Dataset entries
▬▬▬
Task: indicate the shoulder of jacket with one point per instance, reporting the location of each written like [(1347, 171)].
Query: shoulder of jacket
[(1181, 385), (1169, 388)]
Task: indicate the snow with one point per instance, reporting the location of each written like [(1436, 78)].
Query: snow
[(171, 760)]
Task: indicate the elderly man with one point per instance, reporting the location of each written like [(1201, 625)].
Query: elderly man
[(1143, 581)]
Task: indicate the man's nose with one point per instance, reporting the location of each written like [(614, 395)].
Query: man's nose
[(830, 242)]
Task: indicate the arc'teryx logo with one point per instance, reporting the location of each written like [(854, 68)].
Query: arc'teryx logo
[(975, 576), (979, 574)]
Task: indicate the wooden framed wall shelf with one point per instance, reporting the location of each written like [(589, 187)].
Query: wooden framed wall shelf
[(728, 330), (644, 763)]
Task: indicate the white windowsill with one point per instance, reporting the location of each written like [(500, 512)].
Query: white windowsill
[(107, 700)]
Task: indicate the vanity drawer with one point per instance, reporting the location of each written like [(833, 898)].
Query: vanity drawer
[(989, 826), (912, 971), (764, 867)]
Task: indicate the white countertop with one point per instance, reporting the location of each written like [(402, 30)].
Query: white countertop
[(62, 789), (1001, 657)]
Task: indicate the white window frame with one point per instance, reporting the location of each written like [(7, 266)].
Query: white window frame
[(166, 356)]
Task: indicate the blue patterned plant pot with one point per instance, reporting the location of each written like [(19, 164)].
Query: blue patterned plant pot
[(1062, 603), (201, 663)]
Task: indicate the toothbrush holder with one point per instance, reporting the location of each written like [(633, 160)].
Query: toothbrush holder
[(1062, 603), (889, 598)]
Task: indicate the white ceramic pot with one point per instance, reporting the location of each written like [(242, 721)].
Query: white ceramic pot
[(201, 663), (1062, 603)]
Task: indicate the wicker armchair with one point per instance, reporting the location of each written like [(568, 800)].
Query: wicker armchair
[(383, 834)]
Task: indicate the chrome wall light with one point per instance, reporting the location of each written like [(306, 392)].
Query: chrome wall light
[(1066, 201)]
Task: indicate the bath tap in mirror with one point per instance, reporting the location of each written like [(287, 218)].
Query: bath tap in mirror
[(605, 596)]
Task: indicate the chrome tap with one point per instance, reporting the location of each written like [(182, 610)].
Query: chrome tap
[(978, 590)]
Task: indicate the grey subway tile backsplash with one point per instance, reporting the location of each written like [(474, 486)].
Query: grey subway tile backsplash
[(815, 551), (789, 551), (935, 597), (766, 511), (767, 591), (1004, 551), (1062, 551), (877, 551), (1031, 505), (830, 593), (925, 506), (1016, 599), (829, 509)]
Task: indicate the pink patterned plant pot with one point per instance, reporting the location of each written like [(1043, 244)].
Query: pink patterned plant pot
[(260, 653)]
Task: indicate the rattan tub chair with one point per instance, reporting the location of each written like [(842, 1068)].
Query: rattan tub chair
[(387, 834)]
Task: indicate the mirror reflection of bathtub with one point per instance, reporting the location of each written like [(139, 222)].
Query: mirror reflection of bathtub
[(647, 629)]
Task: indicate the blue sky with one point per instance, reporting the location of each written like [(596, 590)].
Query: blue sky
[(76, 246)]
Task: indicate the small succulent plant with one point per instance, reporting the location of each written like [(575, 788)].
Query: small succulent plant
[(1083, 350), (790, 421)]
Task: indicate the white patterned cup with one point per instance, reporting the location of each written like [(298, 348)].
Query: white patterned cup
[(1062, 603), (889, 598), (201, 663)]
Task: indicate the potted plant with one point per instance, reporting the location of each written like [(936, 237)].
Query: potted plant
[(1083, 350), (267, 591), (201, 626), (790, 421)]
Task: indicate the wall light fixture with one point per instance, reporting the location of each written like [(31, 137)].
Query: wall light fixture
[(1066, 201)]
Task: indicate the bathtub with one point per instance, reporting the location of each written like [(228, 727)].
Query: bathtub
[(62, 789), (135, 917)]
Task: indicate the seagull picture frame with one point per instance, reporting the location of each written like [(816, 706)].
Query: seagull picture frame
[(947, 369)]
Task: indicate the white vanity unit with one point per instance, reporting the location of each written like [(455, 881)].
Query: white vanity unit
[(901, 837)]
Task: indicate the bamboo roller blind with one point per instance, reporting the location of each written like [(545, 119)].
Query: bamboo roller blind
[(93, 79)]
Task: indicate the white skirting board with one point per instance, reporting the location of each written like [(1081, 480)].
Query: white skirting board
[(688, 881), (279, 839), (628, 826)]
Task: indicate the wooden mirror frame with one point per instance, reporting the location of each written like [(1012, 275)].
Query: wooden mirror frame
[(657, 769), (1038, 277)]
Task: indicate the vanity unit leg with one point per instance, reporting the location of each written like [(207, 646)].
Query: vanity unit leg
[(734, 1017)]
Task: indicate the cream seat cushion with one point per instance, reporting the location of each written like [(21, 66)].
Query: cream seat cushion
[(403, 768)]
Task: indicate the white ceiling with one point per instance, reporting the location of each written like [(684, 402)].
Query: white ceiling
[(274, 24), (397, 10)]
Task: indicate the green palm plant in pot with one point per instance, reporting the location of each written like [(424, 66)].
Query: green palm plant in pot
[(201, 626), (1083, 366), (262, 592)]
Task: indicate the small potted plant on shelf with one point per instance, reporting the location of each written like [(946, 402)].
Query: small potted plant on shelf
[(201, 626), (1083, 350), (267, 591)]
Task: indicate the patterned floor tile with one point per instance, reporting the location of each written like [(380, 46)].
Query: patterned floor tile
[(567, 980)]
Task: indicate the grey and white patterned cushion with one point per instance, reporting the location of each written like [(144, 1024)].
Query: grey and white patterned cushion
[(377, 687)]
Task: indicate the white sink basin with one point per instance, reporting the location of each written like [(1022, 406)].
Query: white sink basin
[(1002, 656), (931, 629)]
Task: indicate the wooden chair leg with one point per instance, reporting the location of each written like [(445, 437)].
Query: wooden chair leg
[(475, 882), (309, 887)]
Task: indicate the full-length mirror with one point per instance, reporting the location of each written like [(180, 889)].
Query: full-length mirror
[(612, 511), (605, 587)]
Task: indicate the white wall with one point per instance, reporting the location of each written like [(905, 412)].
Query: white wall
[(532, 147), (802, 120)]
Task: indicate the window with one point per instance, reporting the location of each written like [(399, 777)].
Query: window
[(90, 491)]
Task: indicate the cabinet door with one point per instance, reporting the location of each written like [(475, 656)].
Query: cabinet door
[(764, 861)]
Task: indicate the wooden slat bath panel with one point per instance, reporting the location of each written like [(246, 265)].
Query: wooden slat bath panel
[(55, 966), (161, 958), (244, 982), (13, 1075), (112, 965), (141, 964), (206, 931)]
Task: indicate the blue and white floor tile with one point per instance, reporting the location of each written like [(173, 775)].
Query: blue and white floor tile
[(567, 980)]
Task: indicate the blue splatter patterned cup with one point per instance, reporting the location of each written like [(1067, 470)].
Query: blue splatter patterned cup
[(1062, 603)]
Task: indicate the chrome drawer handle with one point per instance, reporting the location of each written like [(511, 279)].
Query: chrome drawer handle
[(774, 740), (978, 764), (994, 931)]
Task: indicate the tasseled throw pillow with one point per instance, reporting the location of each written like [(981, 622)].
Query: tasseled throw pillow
▬▬▬
Switch "one point per instance" to "a single point per instance" throughout the data above, and write out every line again with nothing else altered.

▶ _SOLUTION TO THIS PROBLEM_:
Task: indicate the shoulder of jacket with a single point per instance, reporting the location of each written like [(1347, 171)].
Query: shoulder of jacket
[(1181, 385), (1169, 388)]
Task: indicate the snow with a single point per instance, reporting the location of each written like [(1436, 78)].
Query: snow
[(171, 760)]
Task: indicate the elderly man with a single point per instance, reporting the location of each written like [(1201, 625)].
Query: elderly man
[(1143, 581)]
Task: indicate the man's nose with a single point per instance, reporting the location of each written like [(614, 395)].
Query: man's nose
[(830, 242)]
Task: indicate the arc'teryx logo with a single point per instance, reporting the location of each written like [(854, 68)].
Query: arc'teryx logo
[(975, 576), (979, 574)]
Task: indicate the wooden framed wall shelf with a single point per instance, reporting the location of each written like [(589, 187)].
Query: wooden framed wall shelf
[(728, 330), (644, 763)]
Task: indicate the white windowsill with a single point per instance, reporting the location of each written like [(500, 512)].
Query: white windowsill
[(107, 700)]
Task: indicate the vanity drawer with a single point per instance, reporting the location of each written like [(833, 898)].
Query: vanity drawer
[(989, 826), (912, 971), (764, 867)]
Task: indicate the white countertop with a single point per instance, reporting the location of each written like [(402, 30)].
Query: white countertop
[(62, 789), (1001, 657)]
Task: indicate the white window frame with a single point per instance, reporting the location of each written like [(7, 266)].
Query: white window frame
[(166, 356)]
Task: indicate the blue patterned plant pot with a single point per instance, reporting the location of each written like [(19, 164)].
Query: blue patterned plant pot
[(1062, 603), (201, 663)]
Task: indicate the toothbrush holder with a single point per instance, reporting the location of each written like [(633, 160)].
Query: toothbrush holder
[(1062, 603), (889, 598)]
Task: indicate the white ceramic pot with a single point per instance, reporting the location of each written like [(242, 721)].
Query: white ceramic pot
[(201, 663), (1062, 603)]
Task: indicate the wicker armchair with a single point per instance, reporting the location of each written like [(568, 800)].
Query: wicker armchair
[(383, 834)]
Task: indicate the chrome wall light with a single point per instance, reporting the location of each written like [(306, 392)].
Query: chrome wall light
[(1066, 201)]
Task: indicate the bath tap in mirror with a single point per instance, reporting the location of each written like [(287, 218)].
Query: bath tap in mirror
[(605, 596)]
Task: indicate the chrome tap with a single point per instance, reporting the location of each written like [(182, 610)].
Query: chrome tap
[(978, 590)]
Task: indicate the grey subway tile backsplash with a single point per instance, reporting the location of each written like [(474, 486)].
Query: grey subway tile backsplash
[(815, 551), (789, 551), (935, 597), (766, 511), (767, 591), (1004, 551), (1062, 551), (877, 551), (1031, 505), (830, 593), (925, 506), (1016, 599), (829, 509)]
Task: indicate the pink patterned plant pot with a single point per instance, reporting the location of each written like [(1043, 244)].
Query: pink patterned plant pot
[(260, 653)]
Task: indicate the rattan tub chair with a single point per instance, reporting the location of each written like [(842, 1068)].
Query: rattan tub chair
[(387, 834)]
Task: indicate the mirror reflection of bathtub with a single point per instance, reporting the location of each written like [(139, 222)].
Query: mirror reflection of bathtub
[(647, 629)]
Task: indicate the blue sky with a single point per instance, reporting the location of each written like [(596, 590)].
Query: blue sky
[(76, 246)]
Task: indicate the small succulent plant with a single point per instance, reporting the location of each written like [(575, 788)].
Query: small succulent plant
[(1083, 350), (790, 421)]
Task: indicate the white patterned cup with a single point per instance, reporting the location of each written like [(298, 348)].
Query: white patterned cup
[(1062, 603), (889, 598), (201, 663)]
Task: indicate the potted plant with a single point per instance, reporting the location of each written like [(936, 237)].
Query: potted plant
[(1083, 350), (267, 591), (201, 626), (790, 421)]
Task: indicate the wall light fixture with a single point per instance, reporting the location of each written like [(31, 137)].
Query: wall light fixture
[(1066, 201)]
Task: indicate the bathtub with a single point per instance, reporting the location of each written like [(228, 727)].
Query: bathtub
[(62, 789), (135, 917)]
Task: indicate the seagull picture frame with a single point per instance, reporting the location of each written like [(816, 706)].
Query: seagull picture frame
[(947, 369)]
Task: indicate the white vanity unit with a single point per instance, reporting the location of each written like [(455, 881)].
Query: white vanity unit
[(901, 837)]
Task: indicate the bamboo roller blind with a single point per instance, reporting the location of each written like [(545, 119)].
Query: bamboo roller blind
[(93, 79)]
Task: indicate the white skirting board with a single point per instance, reporting the location of each written like [(1081, 480)].
Query: white skirting board
[(688, 881), (279, 839), (628, 826)]
Task: indicate the wooden mirror frame with a single point per instance, reporting the location of each written like [(1012, 275)].
Query: wooden mirror frame
[(657, 769), (1038, 277)]
Task: indicate the vanity unit leg with a single point per instance, reporting the location of each written like [(207, 646)].
Query: vanity unit leg
[(734, 1017)]
Task: indicate the cream seat cushion with a single point per instance, reporting the location of each written like [(21, 66)].
Query: cream seat cushion
[(403, 768)]
Task: indicate the white ceiling with a single point per instance, reporting the location of each written like [(684, 402)].
Query: white ceiling
[(274, 24), (397, 10)]
Task: indicate the green palm plant in pot with a single point per instance, reporting the location of each written like [(424, 66)].
Query: green palm plant in pot
[(201, 626), (1083, 366), (262, 592)]
Task: indicate the small potted plant on shelf with a single point per instance, reporting the location of each written like [(946, 402)].
Query: small potted plant on shelf
[(201, 626), (1083, 350), (267, 591)]
Task: indicate the patterned floor tile with a single point per instance, reporting the location of each written like [(380, 46)].
Query: patterned floor tile
[(567, 980)]
Task: indicate the grey and white patterned cushion with a single point per instance, reporting the location of each written like [(144, 1024)].
Query: grey and white patterned cushion
[(377, 687)]
Task: indicate the white sink basin with a single point per instance, reporting the location of each written like [(1022, 406)].
Query: white sink basin
[(1002, 656), (931, 629)]
Task: indicate the wooden chair leg with a single point per instance, reporting the location of each written like [(445, 437)].
Query: wooden chair leg
[(475, 882), (309, 887)]
Task: indicate the full-length mirror with a single point per instance, reporting the location of each written like [(180, 889)].
Query: full-length mirror
[(612, 511), (605, 587)]
Task: indicate the white wall with a single point per instance, reporting the location of each written like [(905, 412)].
Query: white wall
[(532, 147), (802, 120)]
Task: indicate the window with a single point per instance, reporting the location of each written like [(399, 777)].
Query: window
[(90, 491)]
Task: indicate the cabinet door with a single point per instance, reporting the location of each written like [(475, 656)].
Query: cabinet door
[(764, 861)]
Task: indicate the wooden slat bath panel with a single point per instance, reporting the location of each written like [(246, 265)].
Query: wooden slat bath panel
[(55, 966), (161, 958), (244, 982), (13, 1075), (112, 965), (141, 964), (206, 931)]
Task: indicate the blue and white floor tile with a single point per instance, reporting the location of each written like [(173, 775)].
Query: blue and white floor tile
[(567, 980)]
Task: indicate the blue splatter patterned cup with a single point per instance, reporting the location of each written like [(1067, 470)].
Query: blue splatter patterned cup
[(1062, 603)]
Task: indicate the chrome drawer handle with a single point per instance, reporting the location of each written like [(511, 279)].
Query: chrome drawer handle
[(774, 740), (978, 764), (994, 931)]
Task: indicate the tasseled throw pillow with a single point per instance, reporting the location of each written like [(981, 622)].
Query: tasseled throw pillow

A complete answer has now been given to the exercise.